Wednesday, October 22, 2008

EL TREN DE LAS SEÑORAS


Por primera vez desde que comenzó el viaje mi rumbo busca la dirección del sol de poniente, por primera vez me dirijo a casa. Ulan Bator se difumina en el horizonte en un reguero deshilachado de yurtas y fábricas de lúgubre aspecto y mi mente está ya en Europa anticipándose a un cambio de cultura y de ritmo de vida que llegará sin duda con el cruce de los Urales.

> [DATOS PROPORCIONADOS]:
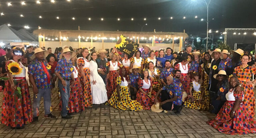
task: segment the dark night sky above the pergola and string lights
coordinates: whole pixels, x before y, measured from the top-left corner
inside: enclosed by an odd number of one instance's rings
[[[0,16],[0,24],[10,23],[14,29],[29,25],[30,32],[38,26],[43,29],[75,30],[80,26],[81,30],[141,31],[138,24],[145,23],[148,25],[143,31],[149,32],[154,29],[162,32],[183,32],[185,29],[189,35],[206,32],[206,22],[201,21],[207,15],[203,0],[55,0],[55,3],[42,0],[41,4],[30,0],[26,1],[26,5],[18,1],[7,6],[7,2],[14,1],[18,0],[0,0],[0,12],[5,14]],[[256,0],[212,0],[209,19],[214,20],[210,21],[209,29],[219,30],[220,33],[225,28],[256,28],[255,5]],[[20,14],[24,17],[21,18]],[[198,18],[195,18],[196,15]],[[187,16],[186,19],[183,16]]]

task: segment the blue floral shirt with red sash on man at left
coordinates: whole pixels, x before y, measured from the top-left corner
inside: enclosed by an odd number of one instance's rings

> [EJERCICIOS]:
A. Repite sin cambios el fragmento del texto de origen que va desde "Wednesday, October 22, 2008" hasta "de los Urales.".
B. Según el texto de origen, ¿qué ciudad se difumina en el horizonte?

> [RESULTADOS]:
A.
Wednesday, October 22, 2008

EL TREN DE LAS SEÑORAS


Por primera vez desde que comenzó el viaje mi rumbo busca la dirección del sol de poniente, por primera vez me dirijo a casa. Ulan Bator se difumina en el horizonte en un reguero deshilachado de yurtas y fábricas de lúgubre aspecto y mi mente está ya en Europa anticipándose a un cambio de cultura y de ritmo de vida que llegará sin duda con el cruce de los Urales.

B. Ulan Bator.